- **Short problem**: Each record below must be returned exactly as shown.

- **Given records**:
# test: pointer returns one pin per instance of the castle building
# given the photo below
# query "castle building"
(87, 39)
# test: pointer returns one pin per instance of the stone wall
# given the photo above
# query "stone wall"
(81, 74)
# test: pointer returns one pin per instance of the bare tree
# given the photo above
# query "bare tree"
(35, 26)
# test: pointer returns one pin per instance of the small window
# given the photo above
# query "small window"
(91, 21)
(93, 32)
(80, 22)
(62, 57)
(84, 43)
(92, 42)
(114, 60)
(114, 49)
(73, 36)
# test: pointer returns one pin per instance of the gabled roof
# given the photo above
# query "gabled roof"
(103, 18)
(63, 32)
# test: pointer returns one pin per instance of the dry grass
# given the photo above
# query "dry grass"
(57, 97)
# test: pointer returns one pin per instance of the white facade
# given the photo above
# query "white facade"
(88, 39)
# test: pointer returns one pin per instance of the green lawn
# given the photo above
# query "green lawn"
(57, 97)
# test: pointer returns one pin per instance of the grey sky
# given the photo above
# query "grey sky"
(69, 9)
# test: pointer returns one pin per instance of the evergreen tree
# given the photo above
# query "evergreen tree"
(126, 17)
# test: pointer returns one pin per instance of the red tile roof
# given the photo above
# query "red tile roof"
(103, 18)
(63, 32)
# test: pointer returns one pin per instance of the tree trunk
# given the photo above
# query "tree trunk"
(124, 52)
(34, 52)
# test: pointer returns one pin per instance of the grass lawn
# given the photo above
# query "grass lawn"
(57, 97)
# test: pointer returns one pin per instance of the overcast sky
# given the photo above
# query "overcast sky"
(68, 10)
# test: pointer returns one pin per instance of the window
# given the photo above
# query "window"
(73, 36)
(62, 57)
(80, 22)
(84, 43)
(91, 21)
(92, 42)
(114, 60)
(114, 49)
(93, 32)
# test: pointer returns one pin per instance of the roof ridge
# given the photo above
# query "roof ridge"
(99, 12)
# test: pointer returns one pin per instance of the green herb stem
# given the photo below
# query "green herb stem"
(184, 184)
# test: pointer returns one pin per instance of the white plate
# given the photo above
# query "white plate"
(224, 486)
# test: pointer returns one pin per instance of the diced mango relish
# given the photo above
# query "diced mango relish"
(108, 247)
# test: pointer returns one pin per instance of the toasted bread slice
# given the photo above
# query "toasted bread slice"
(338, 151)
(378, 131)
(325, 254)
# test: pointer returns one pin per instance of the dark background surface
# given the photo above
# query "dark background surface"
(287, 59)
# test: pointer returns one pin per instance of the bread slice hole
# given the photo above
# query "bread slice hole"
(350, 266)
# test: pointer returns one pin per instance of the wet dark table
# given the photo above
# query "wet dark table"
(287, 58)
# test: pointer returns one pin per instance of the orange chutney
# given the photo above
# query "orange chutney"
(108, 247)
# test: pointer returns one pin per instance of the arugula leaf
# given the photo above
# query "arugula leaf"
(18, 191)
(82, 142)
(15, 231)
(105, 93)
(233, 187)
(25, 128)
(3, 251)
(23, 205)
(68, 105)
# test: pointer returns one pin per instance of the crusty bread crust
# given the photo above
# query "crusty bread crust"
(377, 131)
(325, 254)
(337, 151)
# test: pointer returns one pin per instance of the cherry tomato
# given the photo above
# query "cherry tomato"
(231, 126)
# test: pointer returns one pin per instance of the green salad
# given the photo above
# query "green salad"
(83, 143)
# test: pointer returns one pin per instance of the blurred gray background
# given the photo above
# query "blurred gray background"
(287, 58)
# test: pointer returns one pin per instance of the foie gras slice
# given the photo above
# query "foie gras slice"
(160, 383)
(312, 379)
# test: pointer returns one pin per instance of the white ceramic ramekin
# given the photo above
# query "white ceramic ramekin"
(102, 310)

- **Exercise output**:
# test: pointer returns one pin per instance of the castle building
# given the photo below
# query "castle building"
(87, 39)
# test: pointer returns one pin per instance of the stone wall
# given the photo above
# query "stone wall"
(81, 74)
# test: pointer returns one pin per instance of the bare tree
# given the photo above
# query "bare tree"
(35, 26)
# test: pointer returns one pin per instance of the small window
# given the photo above
# query "small window"
(91, 21)
(93, 32)
(80, 22)
(62, 57)
(84, 43)
(92, 42)
(114, 60)
(114, 49)
(73, 36)
# test: pointer returns one pin per instance of the gabled roof
# given the photo above
# query "gabled roof"
(103, 18)
(63, 32)
# test: pointer returns one pin per instance of the dry grass
# given the photo above
# query "dry grass"
(57, 97)
# test: pointer returns one pin per instance of the white facade
# given the photo above
# query "white facade"
(88, 39)
# test: pointer returns one pin per instance of the green lawn
# given the photo above
# query "green lawn"
(57, 97)
# test: pointer returns one pin per instance of the grey sky
# given the photo above
# query "grey sky"
(69, 9)
# test: pointer returns one pin per instance of the evergreen tree
# given the photo above
# query "evergreen tree"
(126, 17)
# test: pointer returns one pin per instance of the red tile roof
# given the photo above
# query "red tile roof"
(103, 18)
(63, 32)
# test: pointer returns one pin per instance of the tree trunk
# given the photo above
# query "tree trunk"
(124, 52)
(34, 52)
# test: pointer returns one pin per instance of the grass lawn
# given the photo above
# query "grass lawn"
(57, 97)
# test: pointer returns one pin per instance of the overcast sky
# given the photo above
# query "overcast sky"
(68, 10)
# test: pointer returns one pin per instance of the window
# given the photo above
# query "window"
(73, 36)
(62, 57)
(80, 22)
(84, 43)
(91, 21)
(92, 42)
(114, 60)
(114, 49)
(93, 32)
# test: pointer returns one pin per instance of the roof ridge
# given the photo above
# query "roof ridge"
(99, 12)
# test: pointer returns one pin per instance of the green herb stem
# given the photo below
# query "green herb stem"
(184, 184)
# test: pointer returns one pin per instance of the white plate
# given the photo above
# query "white plate"
(224, 486)
# test: pointer returns one pin per instance of the diced mango relish
# given the photo above
# query "diced mango relish"
(108, 247)
# test: pointer returns one pin per instance of the toasted bread slice
# given the photo above
# query "toasted bread slice"
(338, 151)
(378, 131)
(325, 254)
# test: pointer returns one pin per instance of the dark background surface
# given the photo above
# query "dark background surface"
(287, 59)
# test: pointer returns one pin per instance of the bread slice hole
# given the photo above
# query "bread slice hole"
(350, 266)
# test: pointer returns one pin per instance of the wet dark table
# given the photo above
# query "wet dark table"
(287, 58)
# test: pointer returns one pin per instance of the orange chutney
# given the photo above
# query "orange chutney"
(108, 247)
# test: pointer returns one pin per instance of the arugula leaf
# given the photo above
# query "arugula leaf"
(18, 191)
(82, 142)
(15, 231)
(105, 93)
(233, 187)
(25, 128)
(3, 251)
(23, 205)
(68, 105)
# test: pointer returns one pin per instance of the crusty bread crust
# given the photo above
# query "crusty bread crust"
(377, 131)
(325, 254)
(337, 151)
# test: pointer returns one pin per instance of the cherry tomato
# given the photo above
# query "cherry tomato"
(231, 126)
# test: pointer returns one pin per instance of the green salad
# given the photo above
# query "green salad"
(83, 143)
# test: pointer returns one pin per instance of the blurred gray background
# given the photo above
# query "blurred gray background"
(287, 58)
# test: pointer returns one pin per instance of the foie gras slice
# given the photo above
# query "foie gras slice"
(160, 383)
(312, 379)
# test: pointer returns one pin per instance of the white ceramic ramekin
# given the photo above
# query "white ceramic ramekin"
(102, 310)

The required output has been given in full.